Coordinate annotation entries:
⟨
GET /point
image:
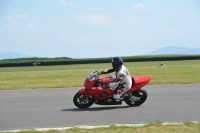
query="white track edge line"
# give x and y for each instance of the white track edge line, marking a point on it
(90, 127)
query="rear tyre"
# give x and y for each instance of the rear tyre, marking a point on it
(142, 94)
(81, 101)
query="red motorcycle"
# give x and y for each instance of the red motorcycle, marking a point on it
(93, 92)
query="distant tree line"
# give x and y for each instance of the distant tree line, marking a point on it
(106, 60)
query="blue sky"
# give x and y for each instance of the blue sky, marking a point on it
(97, 28)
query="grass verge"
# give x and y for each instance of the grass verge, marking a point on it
(64, 76)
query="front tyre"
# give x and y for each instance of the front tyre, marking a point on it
(141, 94)
(81, 101)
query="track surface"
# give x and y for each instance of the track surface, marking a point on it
(47, 108)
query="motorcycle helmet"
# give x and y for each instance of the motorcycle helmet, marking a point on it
(117, 62)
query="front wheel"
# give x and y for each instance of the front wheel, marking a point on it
(141, 95)
(81, 101)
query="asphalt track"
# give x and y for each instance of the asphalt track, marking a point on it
(48, 108)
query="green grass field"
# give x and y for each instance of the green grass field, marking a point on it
(64, 76)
⟩
WORK TO COMPLETE:
Write the listing above out again exactly, dropping each image.

WRITTEN RESPONSE:
GET /point
image:
query="white track edge line"
# give x and y for each instance of the white track edge line, marking a point on it
(90, 127)
query="rear tyre"
# give x and y for each instance of the rear tyre, marking a point on it
(142, 94)
(81, 101)
query="red motorcycle"
# give x and y for each instance of the red motorcycle, marking a point on it
(93, 92)
query="distant tree line"
# give x and y for each instance of the distant tree line, marking a point on it
(106, 60)
query="blue sky"
# give x and y for each instance of the blue sky, marking a point on it
(97, 28)
query="grass verge"
# give x and y for each instance of the grass verge, marking a point on it
(64, 76)
query="front tyre"
# give x and y for each instance of the front tyre, marking a point on it
(141, 94)
(81, 101)
query="track surface"
# give x and y for each instance of the track surface, marking a point on it
(47, 108)
query="motorcycle helmet"
# give x and y for each instance of the motorcycle helmet, marking a point on it
(117, 62)
query="front wheel"
# give x and y for each instance of the front wheel, marking a point on it
(141, 95)
(81, 101)
query="asphalt track"
# give x and y for each instance of the asphalt track, marking a point on it
(48, 108)
query="green grass field"
# give x and y for each instance of the green grass field, marking a point on it
(64, 76)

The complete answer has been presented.